**EXERCISE DESCRIPTION**
Update the listing below by replacing every "single marker" with "single dot" and leaving all other text unchanged. Leave the pictures out of your answer.

**SUPPLIED DATA**

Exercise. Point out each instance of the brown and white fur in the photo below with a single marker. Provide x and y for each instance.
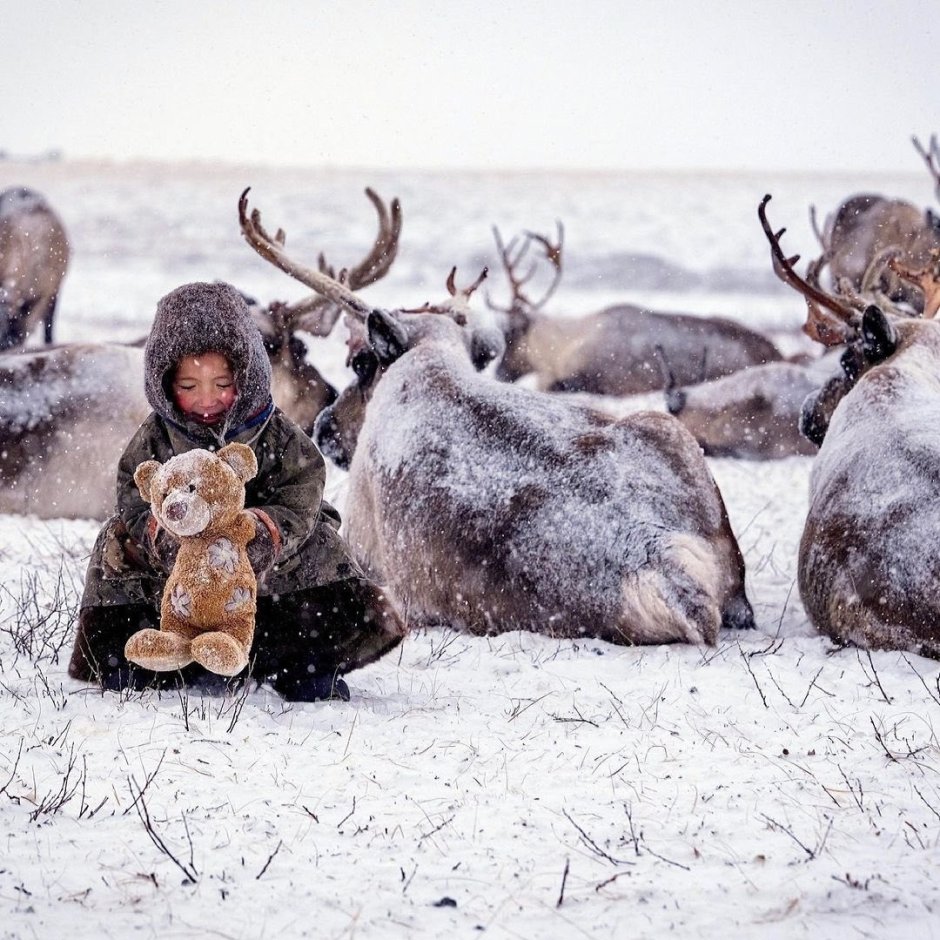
(34, 255)
(489, 507)
(869, 563)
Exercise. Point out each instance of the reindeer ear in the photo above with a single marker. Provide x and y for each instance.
(485, 346)
(143, 476)
(387, 337)
(241, 458)
(879, 338)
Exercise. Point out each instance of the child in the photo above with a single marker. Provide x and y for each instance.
(208, 380)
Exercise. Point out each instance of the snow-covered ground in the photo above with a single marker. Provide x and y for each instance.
(518, 786)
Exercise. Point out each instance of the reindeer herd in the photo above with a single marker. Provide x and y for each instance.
(489, 505)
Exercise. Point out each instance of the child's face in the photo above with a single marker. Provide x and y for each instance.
(204, 387)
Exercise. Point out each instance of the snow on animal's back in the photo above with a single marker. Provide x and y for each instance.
(566, 503)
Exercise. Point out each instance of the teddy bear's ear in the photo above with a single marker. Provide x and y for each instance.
(143, 475)
(241, 458)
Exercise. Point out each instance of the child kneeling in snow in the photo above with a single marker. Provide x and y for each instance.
(208, 380)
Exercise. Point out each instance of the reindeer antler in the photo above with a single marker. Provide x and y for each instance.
(456, 309)
(512, 257)
(829, 320)
(272, 250)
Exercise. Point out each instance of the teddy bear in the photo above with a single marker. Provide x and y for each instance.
(207, 614)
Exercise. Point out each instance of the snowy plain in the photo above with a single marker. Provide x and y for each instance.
(512, 786)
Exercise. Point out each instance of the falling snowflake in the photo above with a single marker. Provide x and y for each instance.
(181, 601)
(240, 596)
(224, 555)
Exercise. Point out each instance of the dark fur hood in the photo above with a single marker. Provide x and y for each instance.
(196, 319)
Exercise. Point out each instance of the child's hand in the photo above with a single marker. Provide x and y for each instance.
(261, 550)
(164, 548)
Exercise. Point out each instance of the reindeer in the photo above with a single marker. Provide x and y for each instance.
(34, 254)
(615, 351)
(490, 507)
(867, 227)
(67, 412)
(868, 562)
(754, 414)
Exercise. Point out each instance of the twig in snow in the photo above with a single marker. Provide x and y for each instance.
(142, 790)
(855, 796)
(437, 828)
(188, 870)
(763, 697)
(591, 844)
(881, 741)
(811, 853)
(779, 688)
(812, 683)
(13, 770)
(53, 802)
(564, 881)
(928, 805)
(340, 823)
(873, 678)
(923, 682)
(518, 708)
(264, 867)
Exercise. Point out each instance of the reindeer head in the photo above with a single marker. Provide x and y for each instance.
(298, 387)
(871, 332)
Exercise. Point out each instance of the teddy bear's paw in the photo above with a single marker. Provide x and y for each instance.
(157, 650)
(219, 653)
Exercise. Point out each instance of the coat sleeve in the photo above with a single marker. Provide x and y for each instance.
(133, 509)
(289, 485)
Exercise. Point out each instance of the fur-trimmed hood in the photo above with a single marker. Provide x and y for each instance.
(199, 318)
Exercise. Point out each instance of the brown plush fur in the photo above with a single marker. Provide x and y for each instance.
(209, 602)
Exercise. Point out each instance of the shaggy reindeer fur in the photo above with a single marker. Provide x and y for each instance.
(34, 255)
(491, 508)
(753, 414)
(869, 565)
(620, 350)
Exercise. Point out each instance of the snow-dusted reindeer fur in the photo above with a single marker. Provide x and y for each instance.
(68, 412)
(616, 351)
(488, 507)
(866, 226)
(753, 414)
(869, 562)
(34, 255)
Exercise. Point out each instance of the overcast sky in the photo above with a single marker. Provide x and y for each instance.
(591, 84)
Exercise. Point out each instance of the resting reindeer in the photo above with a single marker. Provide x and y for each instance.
(489, 507)
(868, 559)
(867, 226)
(67, 412)
(34, 254)
(614, 351)
(753, 414)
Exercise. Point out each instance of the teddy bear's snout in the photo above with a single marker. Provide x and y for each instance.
(184, 512)
(175, 511)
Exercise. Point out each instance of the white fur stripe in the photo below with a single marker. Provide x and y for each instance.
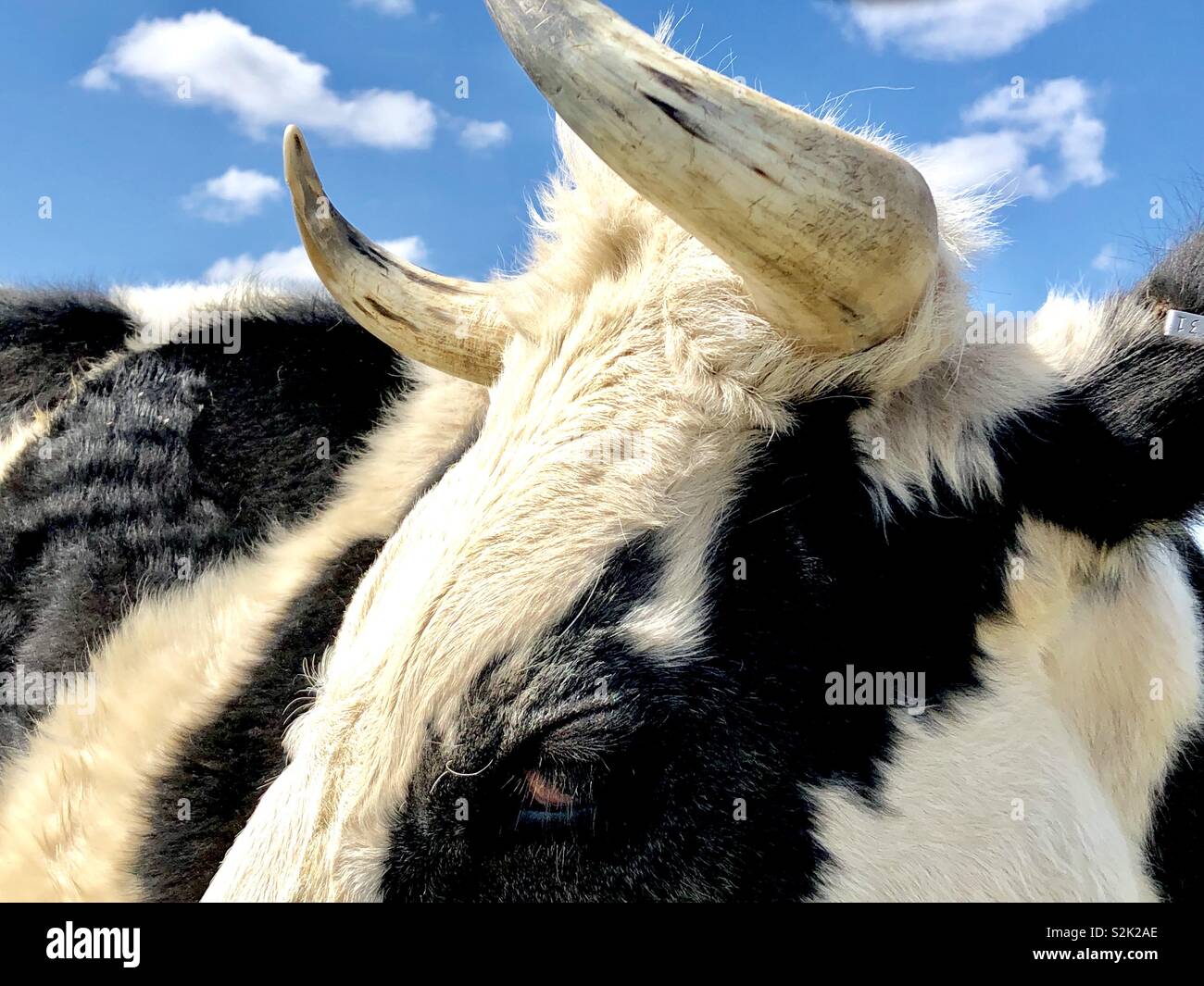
(72, 806)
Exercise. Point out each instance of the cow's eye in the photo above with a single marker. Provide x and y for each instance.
(554, 798)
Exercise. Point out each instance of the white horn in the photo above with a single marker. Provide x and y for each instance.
(441, 321)
(835, 239)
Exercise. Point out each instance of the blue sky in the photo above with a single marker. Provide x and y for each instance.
(148, 182)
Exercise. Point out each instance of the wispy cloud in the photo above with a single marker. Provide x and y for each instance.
(392, 7)
(480, 135)
(293, 267)
(233, 195)
(208, 59)
(1039, 144)
(1111, 260)
(950, 31)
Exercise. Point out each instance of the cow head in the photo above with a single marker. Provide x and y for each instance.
(596, 658)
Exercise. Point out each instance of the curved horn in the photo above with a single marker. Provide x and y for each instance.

**THE COMPLETED TASK**
Exercise. Point out each instance of the brown and white fur in the photo below with a single dot. Provide x and y for each instance.
(34, 255)
(489, 507)
(869, 563)
Exercise. Point out each instance of the reindeer ear in the photo above with a single dot. Provide x and y for each instance.
(485, 346)
(143, 476)
(387, 337)
(241, 458)
(879, 338)
Exercise. Point out each instance of the child in the photo above with a single dot. Provide x and y for each instance.
(208, 380)
Exercise. Point out each instance of the snow-covered ground in the photo above with a single dot. Provide x and y for each instance.
(518, 786)
Exercise. Point out each instance of the reindeer herd in the photo above with a single dot. Provide x and y for each instance.
(489, 505)
Exercise. Point out each instance of the child's face in the photo above with a single dot. Provide x and y for each instance.
(204, 387)
Exercise. Point out each instance of the snow on animal's back in the photo above with a single dot. Provide x and y for each instance.
(566, 503)
Exercise. Point out each instance of the teddy bear's ear in the photo above with a single dot. Provide x and y for each instance.
(143, 475)
(241, 458)
Exercise. Point out each instance of the child kneeling in snow in the photo above with a single dot. Provide x and y for each instance.
(208, 380)
Exercise. Point out each instance of the reindeer antler in the photo above with a single dot. Provide x and y for each instance.
(456, 309)
(512, 257)
(829, 320)
(272, 250)
Exercise. Point out each instance of the teddy bear in the photo above with a single dot. Provide x and y for each instance.
(207, 614)
Exercise. Point out each instance of the snowy plain in the photo above with a single dot. Provide x and y for each instance.
(512, 786)
Exercise. Point out each instance of the falling snowflake in the photo above with a single dot. Provide x and y for each instance.
(181, 601)
(240, 596)
(224, 555)
Exercise. Point out each instance of the dark fur hood in the photo above with a single dot. Provide x and y for each instance.
(196, 319)
Exercise. Point out each instance of the child's hand in the photo above with a single dot. Provide x and y for each instance.
(261, 550)
(164, 548)
Exercise. Point out each instance of the reindeer in the photo above with a single dot. Provide x and y for each instance.
(34, 254)
(615, 351)
(490, 507)
(867, 227)
(67, 412)
(868, 562)
(754, 414)
Exercise. Point out each instance of the twig in snow in the photo above with a single dot. Provide x and y for each instance.
(142, 790)
(855, 796)
(437, 828)
(188, 870)
(763, 697)
(591, 844)
(881, 741)
(811, 853)
(779, 688)
(812, 683)
(13, 770)
(53, 802)
(564, 881)
(928, 805)
(340, 823)
(873, 678)
(923, 682)
(518, 708)
(264, 867)
Exercise. Point out each instance of the reindeer head in the photo above with a single dot. Provide x and y for each instance.
(298, 387)
(871, 332)
Exercise. Point out each instance of the teddy bear's paw in the photo above with a single dot. Provide x and y for each instance.
(157, 650)
(219, 653)
Exercise. Point out each instance of the coat sleeve in the photo above with a single dot. Provide x and y for each instance.
(133, 509)
(289, 485)
Exercise. Point out each instance of the fur-trimmed hood in the photo above with a single dot. Provide x and y for each instance.
(199, 318)
Exercise. Point out each instance of the brown plush fur in the photo above with a single dot. Provide x and y for each instance.
(209, 602)
Exercise. Point out each instance of the shaggy reindeer fur in the photo above with a single dot. Provide x and y for each instance.
(34, 255)
(491, 508)
(753, 414)
(869, 565)
(620, 350)
Exercise. Point out each instance of the snow-dusted reindeer fur in the photo above with a single dot. Provide x and y for each instance.
(68, 412)
(616, 351)
(488, 507)
(866, 226)
(753, 414)
(869, 562)
(34, 255)
Exercise. Point out each instance of the overcast sky in the photo above with a single dot. Provide x and y for each instance.
(591, 84)
Exercise. Point out each instance of the resting reindeer in the photo above with a single dot. Provide x and y for each instance.
(489, 507)
(868, 559)
(867, 226)
(67, 412)
(34, 254)
(614, 351)
(753, 414)
Exercise. Point out each instance of the teddy bear's snout in the photo above with a single dot. Provide x and y for each instance.
(184, 512)
(175, 511)
Exercise. Point out each instance of the white fur stripe in the photo below with a single dot. Provide x and y for each instance.
(72, 806)
Exercise. Point out each instance of the cow's eye in the photo above with a single dot. Provide x and y for each instance.
(554, 798)
Exercise. Point out each instance of the white horn in the photo above with a single dot. Provide x and y for each instance.
(441, 321)
(835, 239)
Exercise. Point out each instance of the blue sky in the photo above with a single dot. Provide x and y for each instance.
(148, 182)
Exercise. Point out each instance of the wispy cloud in the photo above with a single dot. Provide x and y for each instance.
(392, 7)
(480, 135)
(293, 267)
(233, 195)
(208, 59)
(1039, 144)
(1111, 260)
(950, 31)
Exercise. Point out each instance of the cow head in the photo above with a single dot. Provide x and y for each instance.
(596, 658)
Exercise. Point out each instance of the curved horn in the photo above with a single dot. Provide x and y for each instance.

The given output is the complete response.